::: Records for this task :::
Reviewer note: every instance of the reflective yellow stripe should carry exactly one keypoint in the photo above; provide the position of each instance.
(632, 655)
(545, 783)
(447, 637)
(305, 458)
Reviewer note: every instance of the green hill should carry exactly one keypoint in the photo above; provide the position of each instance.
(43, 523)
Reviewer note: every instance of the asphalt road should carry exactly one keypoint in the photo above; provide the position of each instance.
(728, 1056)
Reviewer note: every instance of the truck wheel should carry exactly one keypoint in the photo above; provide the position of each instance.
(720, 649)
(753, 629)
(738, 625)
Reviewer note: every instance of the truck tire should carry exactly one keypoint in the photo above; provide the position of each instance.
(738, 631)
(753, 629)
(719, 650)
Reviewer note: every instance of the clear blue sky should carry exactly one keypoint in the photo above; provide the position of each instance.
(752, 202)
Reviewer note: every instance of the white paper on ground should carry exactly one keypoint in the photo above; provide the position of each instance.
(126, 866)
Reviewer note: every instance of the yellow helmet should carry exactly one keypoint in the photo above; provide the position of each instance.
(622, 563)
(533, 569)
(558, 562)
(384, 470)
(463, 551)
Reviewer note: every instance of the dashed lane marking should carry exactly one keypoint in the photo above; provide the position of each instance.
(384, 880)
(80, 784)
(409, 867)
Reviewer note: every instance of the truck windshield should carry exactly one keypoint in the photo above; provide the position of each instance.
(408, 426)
:::
Can you rewrite all the entries above, swapping "keypoint" for "marker" and leaving everything else unchanged?

* _Final answer_
Reviewer note: every instance of the reflective yellow stripe should carry exactly one marker in the photo above; provide the position of each instance.
(632, 655)
(545, 783)
(447, 637)
(305, 458)
Reviewer note: every instance of the green hill should carry exactly one marker in the photo above; provide the position of each instance.
(43, 523)
Reviewer note: every instance of the asphalt road should carry exactly one marker in the photo above; provide the position of each instance.
(728, 1056)
Reviewer note: every instance of the truck wheel should carry exactly one marker in the photo above; provide the position of each instance.
(720, 649)
(753, 629)
(738, 625)
Reviewer note: every instance of the truck tire should carry exactly one marker in the photo above; provide the position of each instance.
(738, 631)
(753, 629)
(719, 650)
Reviewer note: every instance of the clear blue sky should carry exactly one marker in the photo above; provide the position of each instance.
(752, 202)
Reviewer note: every instance of the white paper on ground should carry exactly one marker in the photo above; provide the position of each instance.
(126, 866)
Reviewer note: every instance of the yellow helmet should carry exactly one marker in the photo above; provide the position of each instance.
(622, 563)
(533, 569)
(558, 562)
(384, 470)
(463, 551)
Reviewer note: every instance of the dashed lane marking should carry exactly one marker in the photo above; provide the position of each instance.
(384, 880)
(80, 784)
(409, 867)
Reviewer note: every instance of the truck windshield should carry exactly one marker in the photo above; provide the position of each instance.
(408, 426)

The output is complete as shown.